*Collected data*:

----------------------------------------

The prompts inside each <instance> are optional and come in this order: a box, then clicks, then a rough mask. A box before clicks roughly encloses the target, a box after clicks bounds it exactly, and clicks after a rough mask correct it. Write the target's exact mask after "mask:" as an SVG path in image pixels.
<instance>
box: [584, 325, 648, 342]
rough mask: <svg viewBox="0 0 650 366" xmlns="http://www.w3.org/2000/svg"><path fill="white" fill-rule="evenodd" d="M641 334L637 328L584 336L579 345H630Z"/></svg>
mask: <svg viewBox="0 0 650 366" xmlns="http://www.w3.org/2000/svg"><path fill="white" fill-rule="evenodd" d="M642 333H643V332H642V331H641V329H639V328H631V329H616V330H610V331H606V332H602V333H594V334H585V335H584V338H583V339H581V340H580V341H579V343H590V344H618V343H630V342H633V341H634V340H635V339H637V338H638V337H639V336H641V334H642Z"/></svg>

----------------------------------------

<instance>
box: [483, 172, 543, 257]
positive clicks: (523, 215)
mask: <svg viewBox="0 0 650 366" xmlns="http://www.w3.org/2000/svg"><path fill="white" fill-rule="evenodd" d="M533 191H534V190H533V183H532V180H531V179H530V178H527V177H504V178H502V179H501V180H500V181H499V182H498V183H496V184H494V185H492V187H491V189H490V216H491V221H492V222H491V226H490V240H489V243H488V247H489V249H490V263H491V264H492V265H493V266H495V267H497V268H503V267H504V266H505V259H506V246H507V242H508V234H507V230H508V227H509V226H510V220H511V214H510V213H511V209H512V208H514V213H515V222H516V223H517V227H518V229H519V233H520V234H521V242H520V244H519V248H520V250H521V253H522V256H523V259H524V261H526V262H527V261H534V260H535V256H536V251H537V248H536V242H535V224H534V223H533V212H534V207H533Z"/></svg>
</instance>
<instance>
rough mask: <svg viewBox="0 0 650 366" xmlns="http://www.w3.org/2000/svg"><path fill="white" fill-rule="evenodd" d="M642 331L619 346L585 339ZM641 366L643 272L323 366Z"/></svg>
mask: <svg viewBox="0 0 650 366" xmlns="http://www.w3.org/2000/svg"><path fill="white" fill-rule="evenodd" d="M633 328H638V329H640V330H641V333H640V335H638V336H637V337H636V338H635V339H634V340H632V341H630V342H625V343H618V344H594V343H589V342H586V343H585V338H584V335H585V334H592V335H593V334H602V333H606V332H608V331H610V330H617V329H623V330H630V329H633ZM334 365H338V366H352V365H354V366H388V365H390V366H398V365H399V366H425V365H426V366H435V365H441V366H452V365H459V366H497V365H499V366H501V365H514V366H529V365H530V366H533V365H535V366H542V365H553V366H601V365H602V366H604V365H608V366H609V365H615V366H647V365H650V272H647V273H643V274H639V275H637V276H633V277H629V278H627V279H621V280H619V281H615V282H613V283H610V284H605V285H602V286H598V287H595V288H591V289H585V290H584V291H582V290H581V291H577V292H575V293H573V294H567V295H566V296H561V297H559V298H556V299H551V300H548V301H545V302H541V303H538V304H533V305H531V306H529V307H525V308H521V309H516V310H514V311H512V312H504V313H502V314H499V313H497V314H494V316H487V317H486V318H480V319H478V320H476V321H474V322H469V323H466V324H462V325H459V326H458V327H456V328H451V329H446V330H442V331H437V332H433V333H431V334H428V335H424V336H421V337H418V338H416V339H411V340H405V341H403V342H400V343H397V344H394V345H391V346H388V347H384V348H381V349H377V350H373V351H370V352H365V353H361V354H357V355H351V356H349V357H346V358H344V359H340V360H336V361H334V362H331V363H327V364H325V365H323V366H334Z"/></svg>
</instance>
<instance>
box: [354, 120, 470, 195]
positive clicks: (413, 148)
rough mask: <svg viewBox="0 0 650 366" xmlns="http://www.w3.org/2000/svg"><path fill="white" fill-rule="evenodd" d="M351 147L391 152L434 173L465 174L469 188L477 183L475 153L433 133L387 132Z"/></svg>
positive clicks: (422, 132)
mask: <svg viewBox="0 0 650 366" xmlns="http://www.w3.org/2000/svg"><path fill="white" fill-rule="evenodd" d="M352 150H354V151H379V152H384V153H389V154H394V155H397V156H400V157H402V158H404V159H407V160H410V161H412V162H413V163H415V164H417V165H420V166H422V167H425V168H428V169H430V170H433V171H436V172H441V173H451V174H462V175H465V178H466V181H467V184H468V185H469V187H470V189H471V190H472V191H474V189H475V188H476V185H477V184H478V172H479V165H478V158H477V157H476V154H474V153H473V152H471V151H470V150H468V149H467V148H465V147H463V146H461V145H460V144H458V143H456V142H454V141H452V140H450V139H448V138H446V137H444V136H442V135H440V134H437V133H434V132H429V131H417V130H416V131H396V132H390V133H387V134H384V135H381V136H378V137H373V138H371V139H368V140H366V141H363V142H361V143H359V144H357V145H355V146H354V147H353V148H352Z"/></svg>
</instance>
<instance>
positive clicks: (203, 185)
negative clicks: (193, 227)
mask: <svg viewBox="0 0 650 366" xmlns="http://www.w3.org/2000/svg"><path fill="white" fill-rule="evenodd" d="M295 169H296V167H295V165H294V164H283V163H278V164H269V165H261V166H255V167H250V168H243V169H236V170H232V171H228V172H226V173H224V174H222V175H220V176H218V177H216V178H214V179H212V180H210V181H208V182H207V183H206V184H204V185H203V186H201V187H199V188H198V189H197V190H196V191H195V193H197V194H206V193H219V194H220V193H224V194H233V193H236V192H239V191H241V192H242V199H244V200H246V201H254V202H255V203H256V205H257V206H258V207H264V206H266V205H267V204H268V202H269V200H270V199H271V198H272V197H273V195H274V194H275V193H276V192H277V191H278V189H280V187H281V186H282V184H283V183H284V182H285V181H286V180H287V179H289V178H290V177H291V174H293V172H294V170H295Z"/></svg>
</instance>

----------------------------------------

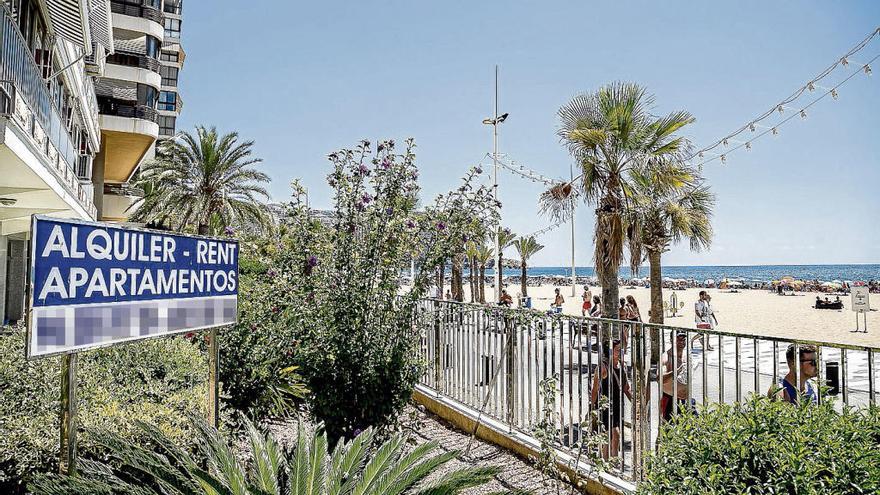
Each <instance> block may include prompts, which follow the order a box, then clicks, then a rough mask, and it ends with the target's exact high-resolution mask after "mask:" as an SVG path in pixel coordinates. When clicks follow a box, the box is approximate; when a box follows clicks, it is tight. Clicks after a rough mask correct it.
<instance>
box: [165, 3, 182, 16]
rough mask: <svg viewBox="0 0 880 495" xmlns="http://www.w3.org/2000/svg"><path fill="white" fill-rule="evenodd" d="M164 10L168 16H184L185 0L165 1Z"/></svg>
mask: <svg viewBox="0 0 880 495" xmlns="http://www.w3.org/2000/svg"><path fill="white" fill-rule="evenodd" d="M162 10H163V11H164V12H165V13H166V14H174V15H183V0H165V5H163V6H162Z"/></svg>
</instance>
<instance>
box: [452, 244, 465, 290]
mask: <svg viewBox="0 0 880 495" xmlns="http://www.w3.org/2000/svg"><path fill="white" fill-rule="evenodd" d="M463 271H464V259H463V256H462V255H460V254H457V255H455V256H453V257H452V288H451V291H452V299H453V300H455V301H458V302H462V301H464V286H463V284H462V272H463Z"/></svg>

----------------------------------------

*DIRECTIVE*: Return each line of the collected data that contains the string "positive". Case matters.

*TASK SOLUTION*:
positive clicks: (523, 215)
positive clicks: (413, 148)
positive clicks: (422, 132)
positive clicks: (203, 185)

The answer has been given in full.